Can you quote exactly the stretch of lines from the one with "Tag one point on each instance of the stuffed" through the final line of the material, both ends included?

── Excerpted records ──

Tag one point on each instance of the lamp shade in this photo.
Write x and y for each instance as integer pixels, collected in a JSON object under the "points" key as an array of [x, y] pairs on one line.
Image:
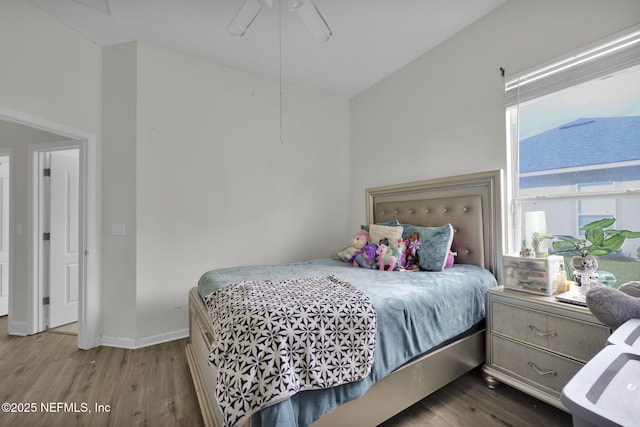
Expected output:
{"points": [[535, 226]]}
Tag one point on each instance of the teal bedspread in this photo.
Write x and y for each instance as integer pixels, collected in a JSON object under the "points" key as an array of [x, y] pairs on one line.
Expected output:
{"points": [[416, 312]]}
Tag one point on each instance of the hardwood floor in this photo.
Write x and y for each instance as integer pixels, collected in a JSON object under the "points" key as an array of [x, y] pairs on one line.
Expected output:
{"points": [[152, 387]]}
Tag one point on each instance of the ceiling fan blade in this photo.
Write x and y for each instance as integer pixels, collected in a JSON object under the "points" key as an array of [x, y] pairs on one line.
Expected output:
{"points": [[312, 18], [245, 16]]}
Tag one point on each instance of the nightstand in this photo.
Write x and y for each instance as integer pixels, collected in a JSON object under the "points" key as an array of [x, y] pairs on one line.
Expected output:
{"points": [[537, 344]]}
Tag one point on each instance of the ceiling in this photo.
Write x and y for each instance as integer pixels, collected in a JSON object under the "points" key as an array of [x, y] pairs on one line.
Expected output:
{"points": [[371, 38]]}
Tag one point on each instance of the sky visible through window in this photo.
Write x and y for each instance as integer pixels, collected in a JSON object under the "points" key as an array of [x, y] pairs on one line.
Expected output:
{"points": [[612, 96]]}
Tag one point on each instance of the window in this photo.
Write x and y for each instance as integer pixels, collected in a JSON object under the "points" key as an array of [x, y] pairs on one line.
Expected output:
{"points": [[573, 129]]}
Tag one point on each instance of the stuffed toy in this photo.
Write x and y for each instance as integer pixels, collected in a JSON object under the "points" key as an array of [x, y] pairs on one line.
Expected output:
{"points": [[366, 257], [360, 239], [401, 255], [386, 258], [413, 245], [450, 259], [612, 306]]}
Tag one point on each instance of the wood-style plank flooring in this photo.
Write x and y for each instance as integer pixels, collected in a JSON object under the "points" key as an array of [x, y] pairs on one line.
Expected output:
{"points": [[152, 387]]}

───

◆ **Exercise result**:
Tag one point on each instance of the stuffed toy in this photo.
Write x and y for each instance as integer pixels, collected in a JSON object under the "points" key as an array of [x, y] pairs on one line.
Expected output:
{"points": [[366, 257], [360, 239], [401, 255], [386, 258], [413, 245], [450, 259], [612, 306]]}
Tag one point on each instance of the wood-style plank flooring in this photo.
Write x and y for each instance as integer pixels, collected in a JSON object under the "points" key as an array of [x, y] pairs on one line.
Expected output:
{"points": [[152, 387]]}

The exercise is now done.